— EXCERPT TO READ —
— BEGIN —

Over the years I’ve shared that I am essentially marriage neutral.  I don’t believe in the institution as currently suggested that it should be life long, monogamous and egalitarian.  I am not opposed to marriage, hell I am not even opposed to getting married.  I’ve been engaged before and in theory one day I will be a Mrs. Should I ever get to the point where I need to decide if I am going to keep my maiden name that is not all bad either.

The thing about me being marriage neutral? That makes me dangerous. Women and men see me as a threat.

The actual threat though may not be where your mind is at the moment. Some think me a threat because they opt to believe I won’t respect their relationship.  I’ve discussed that and the .02 cent recap is I am not likely to fuck your spouse.

Some think of me as a threat because I might just be that type of woman who teaches men everywhere that they don’t HAVE to marry you to be in a healthy and committed relationship with you.  That right there is closer to the truth but there is more.

It took the marriage of the unparalleled Serena Williams and the examination of the marriage of the Queen Beyoncé to make the light bulb go off.

I am a threat because I am a Black woman who understands her worth and value and is not here for your bullshit.

The Williams sisters have always been BAE for me.  Two dark skinned exceptional athletes who were role models for others.  While they might not want to be role models to paraphrase Charles Barkley, they are none the less.

They were 2 girls from the hood who had parents that taught them THEY could be the best.  I recall stories of how their father made them train with boys so they could be stronger and faster and more skilled.  The stories went on to say as they aged Papa Williams thought that it might be a good idea to let them train with other girls but when he witnessed their skill set diminishing he went back to that which was proven true.

— END —

Annotation records
— BEGIN —

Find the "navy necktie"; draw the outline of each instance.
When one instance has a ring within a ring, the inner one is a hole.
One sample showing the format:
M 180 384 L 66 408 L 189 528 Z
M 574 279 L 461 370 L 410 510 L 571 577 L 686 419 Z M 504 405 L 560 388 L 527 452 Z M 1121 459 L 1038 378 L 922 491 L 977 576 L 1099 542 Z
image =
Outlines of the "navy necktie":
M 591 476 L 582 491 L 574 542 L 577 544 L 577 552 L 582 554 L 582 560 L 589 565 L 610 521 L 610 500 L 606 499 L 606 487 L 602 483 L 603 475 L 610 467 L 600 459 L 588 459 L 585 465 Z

— END —
— BEGIN —

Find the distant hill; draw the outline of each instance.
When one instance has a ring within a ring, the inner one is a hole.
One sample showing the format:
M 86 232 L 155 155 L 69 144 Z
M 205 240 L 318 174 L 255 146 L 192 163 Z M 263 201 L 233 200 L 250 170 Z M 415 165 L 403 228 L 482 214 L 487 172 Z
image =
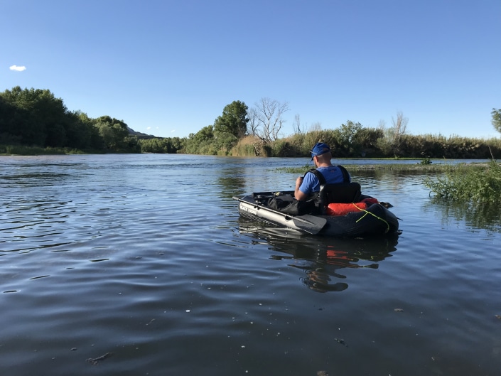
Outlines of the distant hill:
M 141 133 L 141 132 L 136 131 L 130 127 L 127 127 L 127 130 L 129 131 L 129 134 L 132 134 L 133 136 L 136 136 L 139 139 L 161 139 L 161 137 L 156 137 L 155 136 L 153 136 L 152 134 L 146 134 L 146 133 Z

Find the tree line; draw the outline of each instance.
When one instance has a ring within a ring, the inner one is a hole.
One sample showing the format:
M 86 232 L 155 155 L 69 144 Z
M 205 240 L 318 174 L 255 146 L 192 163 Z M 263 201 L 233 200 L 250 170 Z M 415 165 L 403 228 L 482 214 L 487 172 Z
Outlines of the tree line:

— END —

Decide whether each statement below agrees with the piece on being marriage neutral, answering yes or no and quoting the words from the piece that settle it. (a) The writer has been engaged in the past. (b) The writer is opposed to getting married. (c) As his daughters grew older, Papa Williams had them train only with other girls from then on.

— OUTPUT —
(a) Yes: "I’ve been engaged before"
(b) No: "I am not even opposed to getting married"
(c) No: "when he witnessed their skill set diminishing he went back to that which was proven true"